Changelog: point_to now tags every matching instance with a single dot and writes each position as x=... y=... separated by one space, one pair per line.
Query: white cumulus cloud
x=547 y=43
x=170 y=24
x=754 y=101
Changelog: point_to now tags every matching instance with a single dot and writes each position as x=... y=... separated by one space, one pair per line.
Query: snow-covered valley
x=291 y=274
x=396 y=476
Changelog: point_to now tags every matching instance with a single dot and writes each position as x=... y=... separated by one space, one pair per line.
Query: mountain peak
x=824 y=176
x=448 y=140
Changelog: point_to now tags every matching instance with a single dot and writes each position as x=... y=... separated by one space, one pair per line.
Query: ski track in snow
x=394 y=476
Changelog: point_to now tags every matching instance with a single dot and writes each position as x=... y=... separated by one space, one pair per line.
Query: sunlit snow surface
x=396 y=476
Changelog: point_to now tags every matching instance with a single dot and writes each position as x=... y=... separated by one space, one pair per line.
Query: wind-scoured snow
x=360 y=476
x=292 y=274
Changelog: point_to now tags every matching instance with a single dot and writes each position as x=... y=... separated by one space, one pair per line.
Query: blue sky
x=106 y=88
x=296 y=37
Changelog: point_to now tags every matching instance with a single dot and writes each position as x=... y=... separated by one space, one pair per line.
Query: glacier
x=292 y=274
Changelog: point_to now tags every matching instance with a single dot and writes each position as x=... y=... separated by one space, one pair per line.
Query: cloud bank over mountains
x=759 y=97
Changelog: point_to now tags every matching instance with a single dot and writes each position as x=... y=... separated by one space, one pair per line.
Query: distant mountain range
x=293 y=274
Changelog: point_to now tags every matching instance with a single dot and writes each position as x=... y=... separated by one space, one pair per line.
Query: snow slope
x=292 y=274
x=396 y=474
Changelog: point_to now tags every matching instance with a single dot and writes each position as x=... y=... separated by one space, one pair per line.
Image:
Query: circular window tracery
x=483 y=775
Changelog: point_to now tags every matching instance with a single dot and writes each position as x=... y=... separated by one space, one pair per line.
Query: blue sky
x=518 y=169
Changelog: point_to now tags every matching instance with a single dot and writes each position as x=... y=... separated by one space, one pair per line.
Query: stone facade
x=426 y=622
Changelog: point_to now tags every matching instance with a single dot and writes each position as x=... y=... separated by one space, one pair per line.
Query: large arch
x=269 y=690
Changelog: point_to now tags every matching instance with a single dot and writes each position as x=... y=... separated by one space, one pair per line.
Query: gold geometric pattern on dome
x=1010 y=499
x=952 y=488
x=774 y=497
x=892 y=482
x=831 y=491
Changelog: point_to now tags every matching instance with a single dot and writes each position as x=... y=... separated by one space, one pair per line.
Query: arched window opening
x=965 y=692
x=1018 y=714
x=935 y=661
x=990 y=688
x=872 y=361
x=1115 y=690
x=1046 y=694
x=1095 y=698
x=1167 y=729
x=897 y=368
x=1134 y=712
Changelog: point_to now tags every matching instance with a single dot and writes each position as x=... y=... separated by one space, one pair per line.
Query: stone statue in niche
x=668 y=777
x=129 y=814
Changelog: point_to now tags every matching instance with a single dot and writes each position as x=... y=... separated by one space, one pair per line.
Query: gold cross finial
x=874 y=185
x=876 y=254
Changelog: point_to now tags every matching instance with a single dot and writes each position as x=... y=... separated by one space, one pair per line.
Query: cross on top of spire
**********
Restate word for word every line from the one containing "Query: gold geometric pattern on dome" through the final line of the listing. Both end lines belong in the answer.

Query: gold geometric pattern on dome
x=1010 y=499
x=952 y=488
x=774 y=497
x=892 y=482
x=831 y=491
Changelog: point_to now tags every matching instance with a single dot and writes each position as x=... y=... separated by one space, one pair per line.
Query: arched window opening
x=965 y=692
x=1018 y=714
x=935 y=661
x=990 y=688
x=872 y=361
x=1115 y=690
x=1046 y=694
x=1095 y=698
x=1167 y=729
x=897 y=368
x=1134 y=712
Changelog: point_to now tags every matching instance with a single dot and writes each position as x=... y=... separated by one space, one pair per line.
Query: stone statue in niche
x=668 y=777
x=129 y=814
Changelog: point_to now tags every matching instance with a single dot and writes each position as x=... y=... separated by one space, one pair per line.
Query: gold cross finial
x=874 y=185
x=876 y=254
Changelog: point_to now tags every matching instance with a single dot and writes each position as x=... y=... separated by one space, one pair per line.
Query: cross on top of spire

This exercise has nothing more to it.